● GIVEN INFORMATION:
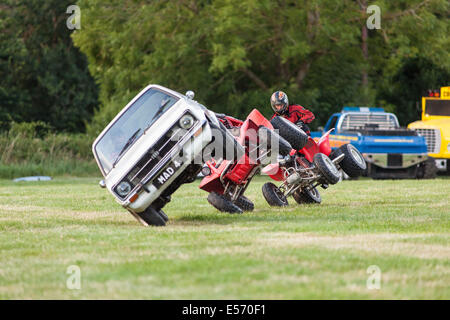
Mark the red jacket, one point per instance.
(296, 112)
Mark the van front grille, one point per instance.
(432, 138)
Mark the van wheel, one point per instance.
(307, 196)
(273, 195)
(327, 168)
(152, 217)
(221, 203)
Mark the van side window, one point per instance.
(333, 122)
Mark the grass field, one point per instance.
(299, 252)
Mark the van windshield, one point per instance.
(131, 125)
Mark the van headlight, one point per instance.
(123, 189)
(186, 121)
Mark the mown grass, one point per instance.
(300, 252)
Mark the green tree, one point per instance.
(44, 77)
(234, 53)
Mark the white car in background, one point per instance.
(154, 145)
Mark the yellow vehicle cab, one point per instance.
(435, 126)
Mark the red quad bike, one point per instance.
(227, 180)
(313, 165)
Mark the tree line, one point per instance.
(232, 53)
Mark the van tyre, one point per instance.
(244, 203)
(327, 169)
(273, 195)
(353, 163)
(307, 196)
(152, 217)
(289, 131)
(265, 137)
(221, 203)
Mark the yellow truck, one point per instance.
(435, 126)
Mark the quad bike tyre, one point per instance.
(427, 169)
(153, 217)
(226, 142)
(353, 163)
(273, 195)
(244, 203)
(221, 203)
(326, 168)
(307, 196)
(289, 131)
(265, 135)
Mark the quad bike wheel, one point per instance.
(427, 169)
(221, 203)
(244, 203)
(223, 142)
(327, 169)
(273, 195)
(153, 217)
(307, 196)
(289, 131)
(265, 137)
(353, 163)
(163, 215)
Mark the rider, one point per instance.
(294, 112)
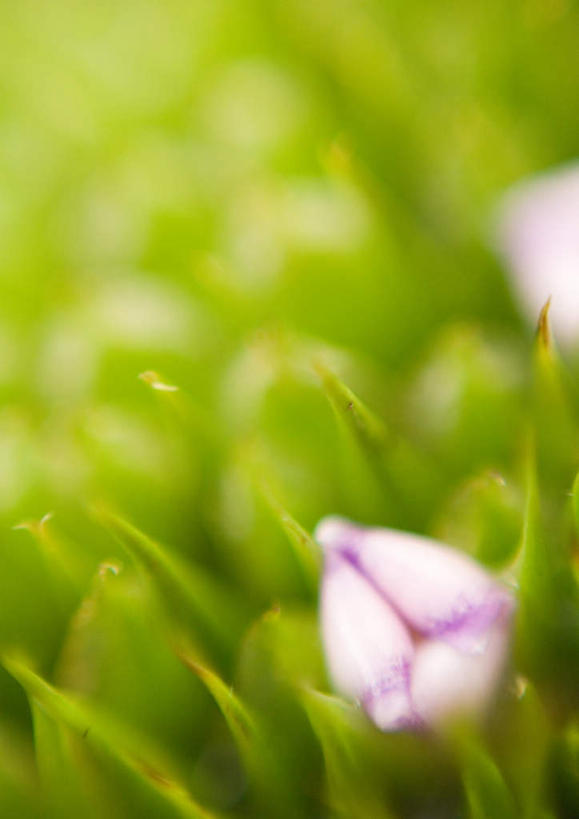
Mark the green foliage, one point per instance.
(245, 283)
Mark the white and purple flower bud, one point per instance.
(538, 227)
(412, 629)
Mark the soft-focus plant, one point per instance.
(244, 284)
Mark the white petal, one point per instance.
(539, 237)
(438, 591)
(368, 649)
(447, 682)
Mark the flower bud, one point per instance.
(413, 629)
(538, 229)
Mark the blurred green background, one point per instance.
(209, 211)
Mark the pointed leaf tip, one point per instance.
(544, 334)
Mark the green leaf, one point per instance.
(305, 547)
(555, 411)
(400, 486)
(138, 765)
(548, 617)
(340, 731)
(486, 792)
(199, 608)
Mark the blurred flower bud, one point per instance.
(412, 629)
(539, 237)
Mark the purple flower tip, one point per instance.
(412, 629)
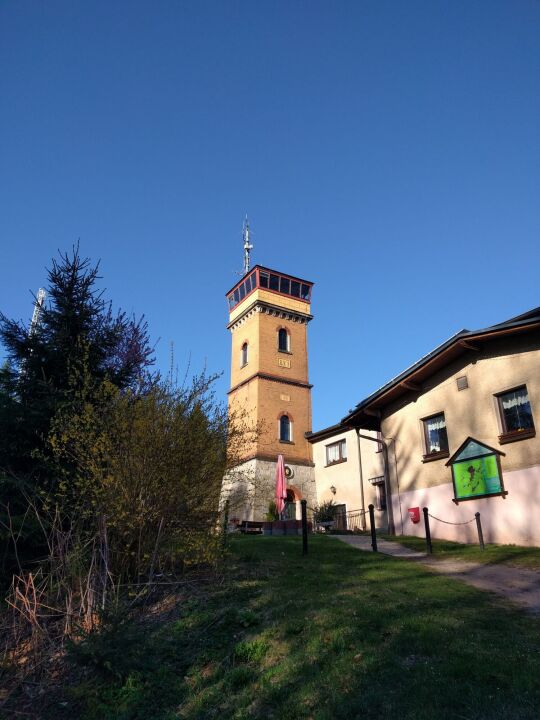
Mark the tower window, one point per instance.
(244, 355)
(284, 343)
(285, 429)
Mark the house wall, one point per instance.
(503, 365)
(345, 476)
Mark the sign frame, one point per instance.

● SET EXERCISE: Copy out every line of the material above word for word, leaving out the pictures.

● EXERCISE ANSWER:
Mark the red jacket, one point per instance.
(296, 112)
Mark the van front grille, one point per instance.
(432, 138)
Mark the van wheel, one point per instance.
(307, 196)
(273, 195)
(327, 168)
(152, 217)
(221, 203)
Mark the van side window, one point per instance.
(333, 122)
Mark the grass field, one point per instance.
(299, 252)
Mark the van windshield, one point per instance.
(131, 125)
Mark the van headlight, one point per instance.
(123, 189)
(186, 121)
Mark the mown grass, one point per instance.
(300, 252)
Mark the green tree, one point per instance.
(44, 77)
(234, 53)
Mark the white car in background, one point per instance.
(154, 145)
Mark the yellow vehicle cab, one point per instance.
(435, 126)
Mark the red quad bike, one point per instance.
(227, 180)
(313, 165)
Mark the tree line, one point per instance.
(232, 53)
Mark the van tyre, one point per instance.
(244, 203)
(327, 169)
(273, 195)
(353, 163)
(307, 196)
(152, 217)
(289, 131)
(265, 137)
(221, 203)
Mark the yellow truck, one point per instance.
(435, 126)
Mark the quad bike tyre, one point per instance.
(427, 169)
(153, 217)
(226, 142)
(353, 163)
(273, 195)
(244, 203)
(221, 203)
(326, 168)
(307, 196)
(289, 131)
(265, 135)
Mark the quad bike wheel, one point per instance.
(427, 169)
(221, 203)
(244, 203)
(223, 142)
(327, 169)
(273, 195)
(153, 217)
(307, 196)
(289, 131)
(265, 137)
(353, 163)
(163, 215)
Mark the rider, one point per instance.
(294, 112)
Mark the green foliage, one point per instance.
(245, 283)
Mark the white and purple flower bud, one point per instance.
(538, 227)
(412, 629)
Mark the soft-focus plant, one point per instance.
(244, 284)
Mark the white petal, one point per instance.
(539, 237)
(438, 591)
(368, 649)
(447, 682)
Mark the flower bud, one point per instance.
(413, 629)
(538, 229)
Mark the blurred green background, one point per instance.
(209, 211)
Mark the pointed leaf tip, one point per instance.
(544, 334)
Mark the green leaf, one point per instance.
(305, 547)
(555, 411)
(400, 486)
(138, 765)
(548, 617)
(340, 731)
(486, 792)
(199, 608)
Mark the blurred flower bud, one point per instance.
(412, 629)
(539, 237)
Mark the purple flower tip, one point per instance.
(412, 629)
Mark the tower window, one point per instance.
(244, 355)
(284, 343)
(285, 429)
Mark the house wall, one point per instance.
(503, 365)
(345, 476)
Mark the sign frame, one point per instance.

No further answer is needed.